[start]

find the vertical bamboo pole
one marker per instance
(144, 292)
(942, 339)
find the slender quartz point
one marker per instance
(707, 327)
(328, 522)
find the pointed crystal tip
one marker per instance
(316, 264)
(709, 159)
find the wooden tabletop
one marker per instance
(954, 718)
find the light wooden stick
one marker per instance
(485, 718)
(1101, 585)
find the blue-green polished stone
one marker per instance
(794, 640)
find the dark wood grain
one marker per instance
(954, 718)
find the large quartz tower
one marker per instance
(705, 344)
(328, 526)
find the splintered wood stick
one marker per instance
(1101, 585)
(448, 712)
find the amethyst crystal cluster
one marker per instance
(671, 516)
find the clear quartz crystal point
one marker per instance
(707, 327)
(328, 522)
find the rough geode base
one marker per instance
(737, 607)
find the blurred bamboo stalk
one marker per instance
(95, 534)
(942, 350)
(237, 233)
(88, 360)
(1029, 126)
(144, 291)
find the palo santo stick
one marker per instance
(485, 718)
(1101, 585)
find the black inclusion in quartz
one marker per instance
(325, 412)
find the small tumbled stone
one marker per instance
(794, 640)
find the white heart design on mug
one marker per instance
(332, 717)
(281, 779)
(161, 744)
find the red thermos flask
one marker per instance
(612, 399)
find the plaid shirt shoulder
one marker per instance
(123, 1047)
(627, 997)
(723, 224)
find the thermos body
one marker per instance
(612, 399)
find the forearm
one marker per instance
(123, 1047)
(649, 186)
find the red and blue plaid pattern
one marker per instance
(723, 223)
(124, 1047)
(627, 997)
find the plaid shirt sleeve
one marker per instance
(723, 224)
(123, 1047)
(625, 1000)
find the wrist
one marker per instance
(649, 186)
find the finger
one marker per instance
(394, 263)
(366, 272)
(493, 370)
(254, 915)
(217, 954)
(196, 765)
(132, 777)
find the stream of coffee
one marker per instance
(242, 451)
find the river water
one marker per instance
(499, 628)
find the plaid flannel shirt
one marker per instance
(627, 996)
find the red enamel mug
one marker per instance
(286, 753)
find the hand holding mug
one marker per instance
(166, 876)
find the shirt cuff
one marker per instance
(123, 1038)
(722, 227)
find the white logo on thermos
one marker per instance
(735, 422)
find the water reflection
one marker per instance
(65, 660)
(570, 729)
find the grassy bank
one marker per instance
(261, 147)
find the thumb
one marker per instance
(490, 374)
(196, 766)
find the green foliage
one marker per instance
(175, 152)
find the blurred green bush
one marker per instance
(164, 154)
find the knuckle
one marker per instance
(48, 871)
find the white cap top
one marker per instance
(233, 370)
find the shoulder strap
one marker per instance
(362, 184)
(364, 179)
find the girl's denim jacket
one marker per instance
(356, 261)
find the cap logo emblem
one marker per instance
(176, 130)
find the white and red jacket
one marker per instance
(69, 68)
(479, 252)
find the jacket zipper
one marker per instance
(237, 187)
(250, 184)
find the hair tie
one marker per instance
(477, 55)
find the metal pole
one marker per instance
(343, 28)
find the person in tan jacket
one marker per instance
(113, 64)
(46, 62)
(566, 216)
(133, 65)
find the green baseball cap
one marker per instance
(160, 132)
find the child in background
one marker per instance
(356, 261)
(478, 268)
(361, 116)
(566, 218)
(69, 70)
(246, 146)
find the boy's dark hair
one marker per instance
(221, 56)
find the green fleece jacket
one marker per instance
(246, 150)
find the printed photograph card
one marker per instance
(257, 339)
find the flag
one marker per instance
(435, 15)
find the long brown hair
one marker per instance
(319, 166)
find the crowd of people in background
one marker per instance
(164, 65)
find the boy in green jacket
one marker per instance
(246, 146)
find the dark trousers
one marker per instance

[end]

The request:
Repeat exactly the lines from the one containing "find the child in background" through the last line of the records above, both included, and nothing else.

Full output:
find the child in background
one marker per instance
(356, 261)
(478, 268)
(361, 116)
(566, 218)
(69, 70)
(246, 146)
find the boy's dark hair
one marker per instance
(221, 56)
find the green fleece jacket
one marker per instance
(246, 150)
find the printed photograph card
one marker per instance
(257, 339)
find the flag
one marker per instance
(435, 15)
find the long brown hair
one marker per instance
(319, 166)
find the crowd of people in background
one marker per instance
(164, 65)
find the boy in green jacket
one marker per instance
(246, 146)
find the dark trousers
one marker per instance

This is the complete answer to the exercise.